> [PROBLEM DETAILS]: Count the lines in the material below that contain the string "flower", treating uppercase and lowercase as different, and reply with only the number.

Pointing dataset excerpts
━━━━━━

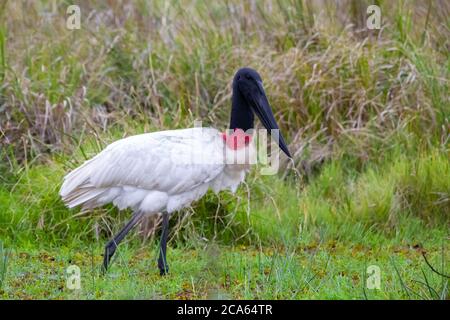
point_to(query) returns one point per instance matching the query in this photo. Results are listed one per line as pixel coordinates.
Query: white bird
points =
(166, 171)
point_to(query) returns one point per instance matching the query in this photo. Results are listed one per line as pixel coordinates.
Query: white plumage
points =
(166, 171)
(157, 172)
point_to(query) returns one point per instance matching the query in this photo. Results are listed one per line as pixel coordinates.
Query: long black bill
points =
(261, 106)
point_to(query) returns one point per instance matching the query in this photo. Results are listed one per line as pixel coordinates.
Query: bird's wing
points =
(172, 161)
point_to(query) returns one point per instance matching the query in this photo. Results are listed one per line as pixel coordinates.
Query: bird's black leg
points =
(111, 246)
(162, 262)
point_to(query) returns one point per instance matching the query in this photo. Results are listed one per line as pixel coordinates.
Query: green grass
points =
(366, 115)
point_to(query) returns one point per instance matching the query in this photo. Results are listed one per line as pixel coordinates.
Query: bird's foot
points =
(110, 249)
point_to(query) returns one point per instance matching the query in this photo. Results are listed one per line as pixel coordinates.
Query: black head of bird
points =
(249, 98)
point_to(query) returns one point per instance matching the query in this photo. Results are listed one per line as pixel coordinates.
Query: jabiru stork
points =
(158, 172)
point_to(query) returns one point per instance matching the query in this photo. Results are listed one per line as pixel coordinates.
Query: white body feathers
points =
(156, 172)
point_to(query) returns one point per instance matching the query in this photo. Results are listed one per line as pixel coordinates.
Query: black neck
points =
(242, 116)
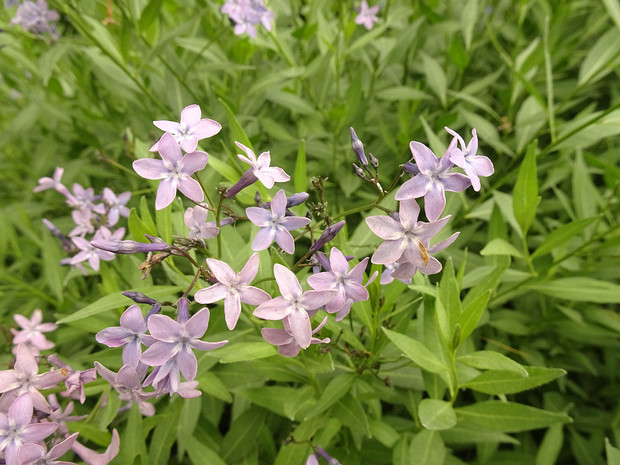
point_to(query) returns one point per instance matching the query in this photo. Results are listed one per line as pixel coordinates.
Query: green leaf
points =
(427, 448)
(500, 247)
(525, 192)
(489, 360)
(112, 301)
(562, 235)
(200, 454)
(472, 313)
(579, 289)
(436, 414)
(333, 392)
(509, 417)
(301, 176)
(508, 382)
(417, 352)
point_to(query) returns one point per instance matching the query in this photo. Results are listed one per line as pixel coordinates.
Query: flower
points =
(347, 282)
(293, 305)
(466, 158)
(367, 16)
(190, 130)
(174, 170)
(283, 338)
(433, 179)
(233, 288)
(16, 429)
(275, 224)
(407, 239)
(260, 167)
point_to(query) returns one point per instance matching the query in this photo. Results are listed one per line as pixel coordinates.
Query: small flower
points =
(266, 174)
(294, 305)
(275, 224)
(433, 179)
(367, 16)
(174, 170)
(233, 287)
(466, 158)
(190, 130)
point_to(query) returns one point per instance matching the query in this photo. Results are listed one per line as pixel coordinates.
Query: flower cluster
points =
(94, 217)
(246, 14)
(27, 417)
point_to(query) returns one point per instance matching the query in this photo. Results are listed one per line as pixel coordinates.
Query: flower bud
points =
(358, 148)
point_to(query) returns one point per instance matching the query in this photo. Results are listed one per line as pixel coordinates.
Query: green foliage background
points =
(539, 82)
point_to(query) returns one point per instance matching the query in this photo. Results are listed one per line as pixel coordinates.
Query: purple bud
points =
(411, 168)
(327, 236)
(127, 247)
(358, 148)
(139, 298)
(296, 199)
(247, 179)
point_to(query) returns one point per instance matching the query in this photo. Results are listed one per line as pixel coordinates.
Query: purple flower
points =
(190, 130)
(91, 457)
(294, 305)
(407, 239)
(433, 179)
(174, 170)
(32, 331)
(260, 167)
(283, 338)
(36, 454)
(233, 288)
(175, 340)
(466, 158)
(36, 17)
(130, 334)
(275, 224)
(16, 429)
(127, 382)
(347, 282)
(367, 16)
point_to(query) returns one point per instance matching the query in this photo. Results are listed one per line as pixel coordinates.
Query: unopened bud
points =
(327, 236)
(358, 148)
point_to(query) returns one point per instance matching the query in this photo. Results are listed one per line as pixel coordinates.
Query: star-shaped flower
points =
(233, 287)
(275, 224)
(367, 15)
(294, 305)
(175, 171)
(466, 158)
(190, 130)
(433, 179)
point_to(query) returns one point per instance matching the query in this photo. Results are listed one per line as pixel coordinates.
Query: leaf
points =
(500, 247)
(489, 360)
(301, 176)
(562, 235)
(112, 301)
(497, 382)
(416, 351)
(333, 392)
(579, 289)
(427, 448)
(436, 414)
(525, 192)
(509, 417)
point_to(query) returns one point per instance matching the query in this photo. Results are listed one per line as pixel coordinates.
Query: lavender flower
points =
(275, 224)
(466, 158)
(367, 15)
(233, 288)
(190, 130)
(433, 180)
(174, 170)
(294, 305)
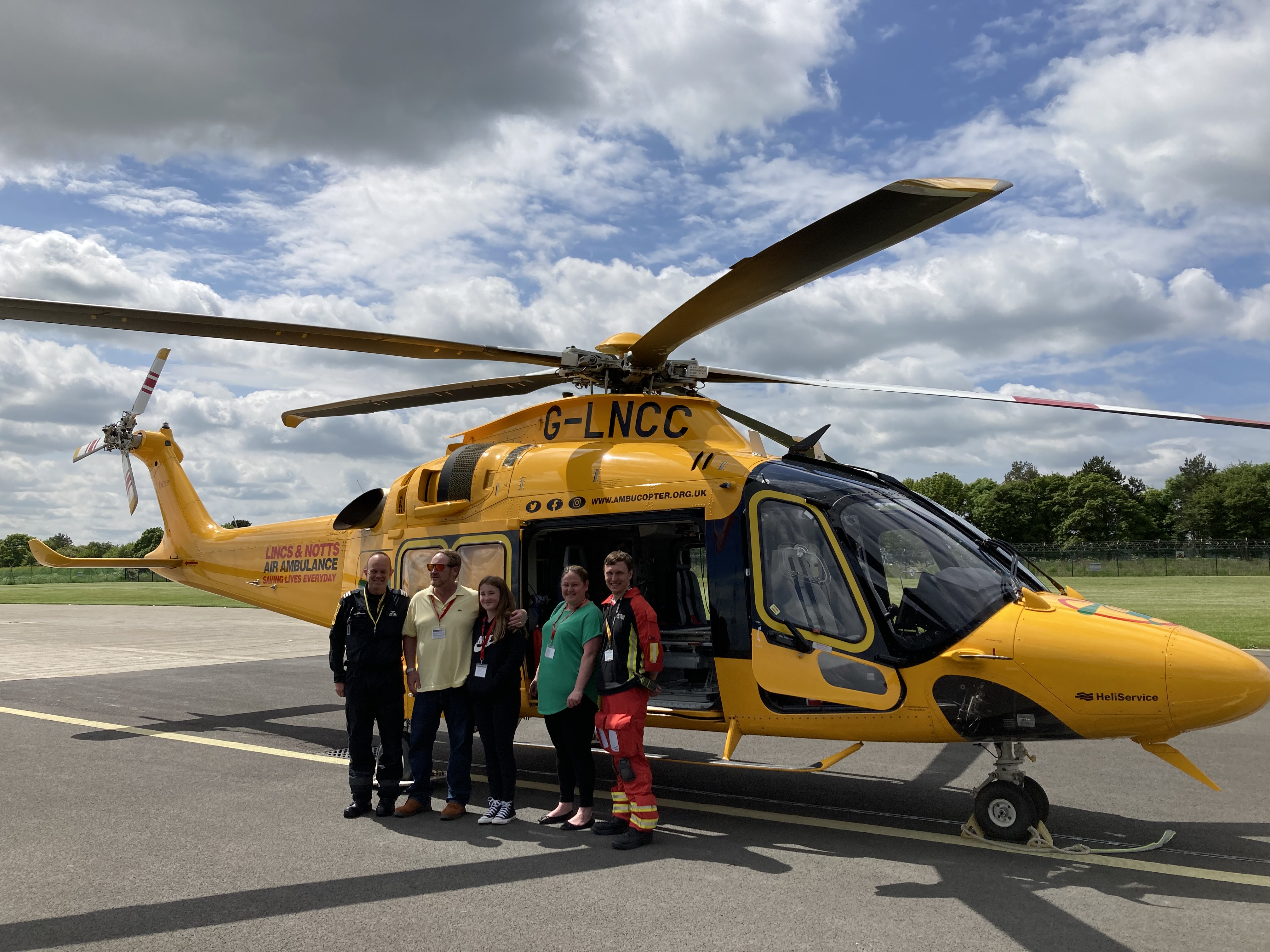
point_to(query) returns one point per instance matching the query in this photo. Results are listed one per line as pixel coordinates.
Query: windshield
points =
(934, 579)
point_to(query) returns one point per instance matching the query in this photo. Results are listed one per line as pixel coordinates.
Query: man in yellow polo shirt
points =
(438, 642)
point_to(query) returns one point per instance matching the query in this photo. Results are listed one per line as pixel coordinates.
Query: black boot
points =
(363, 786)
(633, 840)
(613, 827)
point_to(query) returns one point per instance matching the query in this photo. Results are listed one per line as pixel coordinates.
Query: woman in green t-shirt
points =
(567, 696)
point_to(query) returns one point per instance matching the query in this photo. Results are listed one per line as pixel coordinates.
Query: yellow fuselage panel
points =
(296, 568)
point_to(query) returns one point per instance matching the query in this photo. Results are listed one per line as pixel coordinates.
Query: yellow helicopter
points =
(798, 597)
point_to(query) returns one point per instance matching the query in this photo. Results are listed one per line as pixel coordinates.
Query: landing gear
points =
(1004, 812)
(1009, 803)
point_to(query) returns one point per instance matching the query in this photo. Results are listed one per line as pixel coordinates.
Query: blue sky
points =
(587, 171)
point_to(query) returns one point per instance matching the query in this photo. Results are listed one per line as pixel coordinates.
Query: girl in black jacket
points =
(495, 687)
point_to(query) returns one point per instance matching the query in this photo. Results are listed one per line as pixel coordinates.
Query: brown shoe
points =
(413, 807)
(454, 810)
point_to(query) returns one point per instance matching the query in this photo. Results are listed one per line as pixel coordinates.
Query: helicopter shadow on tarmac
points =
(268, 723)
(930, 802)
(926, 799)
(1006, 890)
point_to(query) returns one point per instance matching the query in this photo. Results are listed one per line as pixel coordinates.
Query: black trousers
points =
(571, 733)
(498, 715)
(371, 699)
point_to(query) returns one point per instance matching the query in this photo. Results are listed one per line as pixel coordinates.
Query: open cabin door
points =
(670, 554)
(815, 632)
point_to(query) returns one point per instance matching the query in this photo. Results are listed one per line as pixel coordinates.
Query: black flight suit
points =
(370, 637)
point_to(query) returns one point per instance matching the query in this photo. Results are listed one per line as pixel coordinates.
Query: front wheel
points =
(1038, 794)
(1005, 812)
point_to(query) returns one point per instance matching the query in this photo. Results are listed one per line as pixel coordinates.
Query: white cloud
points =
(394, 83)
(510, 216)
(1181, 124)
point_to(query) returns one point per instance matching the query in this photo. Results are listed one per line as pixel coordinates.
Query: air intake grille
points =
(456, 475)
(510, 460)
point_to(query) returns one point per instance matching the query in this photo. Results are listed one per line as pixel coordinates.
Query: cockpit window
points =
(803, 584)
(935, 581)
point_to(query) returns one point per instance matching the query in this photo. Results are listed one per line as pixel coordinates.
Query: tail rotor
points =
(120, 436)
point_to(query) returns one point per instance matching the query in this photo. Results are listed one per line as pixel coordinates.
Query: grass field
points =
(133, 593)
(1235, 610)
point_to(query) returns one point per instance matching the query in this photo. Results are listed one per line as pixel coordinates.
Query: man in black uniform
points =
(368, 630)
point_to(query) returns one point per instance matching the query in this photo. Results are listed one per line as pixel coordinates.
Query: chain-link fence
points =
(44, 575)
(1159, 558)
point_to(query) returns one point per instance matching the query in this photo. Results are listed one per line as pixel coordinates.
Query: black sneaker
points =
(633, 840)
(611, 828)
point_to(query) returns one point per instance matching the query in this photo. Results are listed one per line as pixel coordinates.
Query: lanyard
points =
(487, 626)
(375, 619)
(450, 605)
(609, 630)
(562, 620)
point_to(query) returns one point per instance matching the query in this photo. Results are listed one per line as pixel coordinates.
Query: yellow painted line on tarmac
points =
(171, 735)
(1119, 862)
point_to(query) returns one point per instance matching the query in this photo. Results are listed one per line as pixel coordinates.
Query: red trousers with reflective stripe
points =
(620, 725)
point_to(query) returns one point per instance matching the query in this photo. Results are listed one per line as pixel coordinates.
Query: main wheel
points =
(1038, 794)
(1005, 812)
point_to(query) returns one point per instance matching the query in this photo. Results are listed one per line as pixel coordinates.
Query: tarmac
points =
(169, 785)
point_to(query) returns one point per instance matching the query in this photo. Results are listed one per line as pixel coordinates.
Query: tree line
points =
(14, 550)
(1099, 503)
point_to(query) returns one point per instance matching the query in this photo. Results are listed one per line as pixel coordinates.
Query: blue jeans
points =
(428, 706)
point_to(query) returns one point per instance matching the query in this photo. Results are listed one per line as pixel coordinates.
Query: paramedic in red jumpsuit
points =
(630, 655)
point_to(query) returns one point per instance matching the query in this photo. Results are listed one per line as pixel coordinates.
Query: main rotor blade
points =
(781, 437)
(129, 483)
(89, 449)
(864, 228)
(428, 397)
(721, 375)
(148, 389)
(205, 326)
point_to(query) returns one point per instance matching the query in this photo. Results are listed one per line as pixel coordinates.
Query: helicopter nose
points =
(1211, 682)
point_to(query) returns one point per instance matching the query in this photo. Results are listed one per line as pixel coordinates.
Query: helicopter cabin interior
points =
(670, 572)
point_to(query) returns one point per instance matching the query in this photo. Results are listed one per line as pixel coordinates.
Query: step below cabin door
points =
(813, 634)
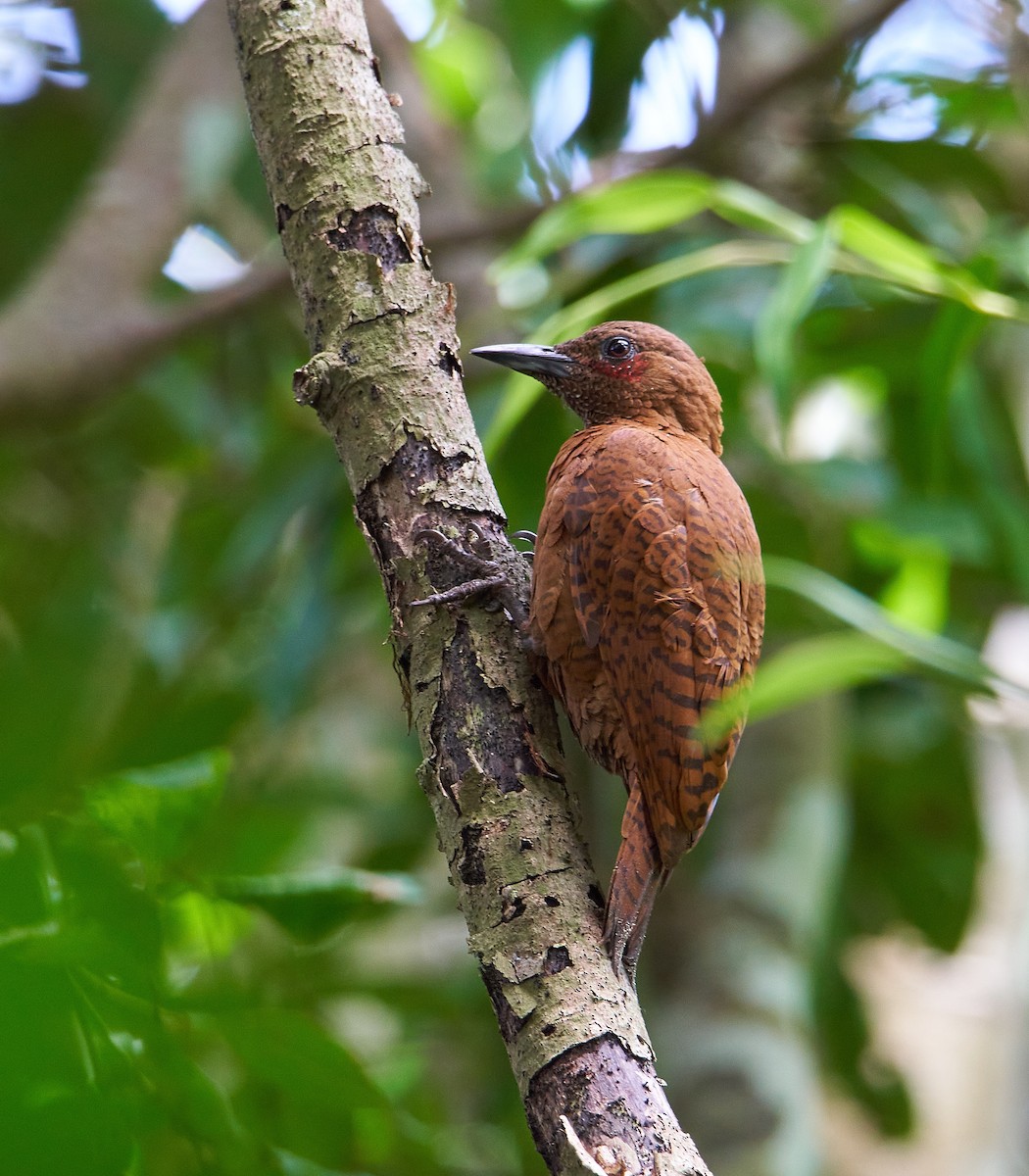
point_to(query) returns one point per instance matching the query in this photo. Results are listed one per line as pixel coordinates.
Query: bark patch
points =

━━━━━━

> [FINAL RESULT]: 7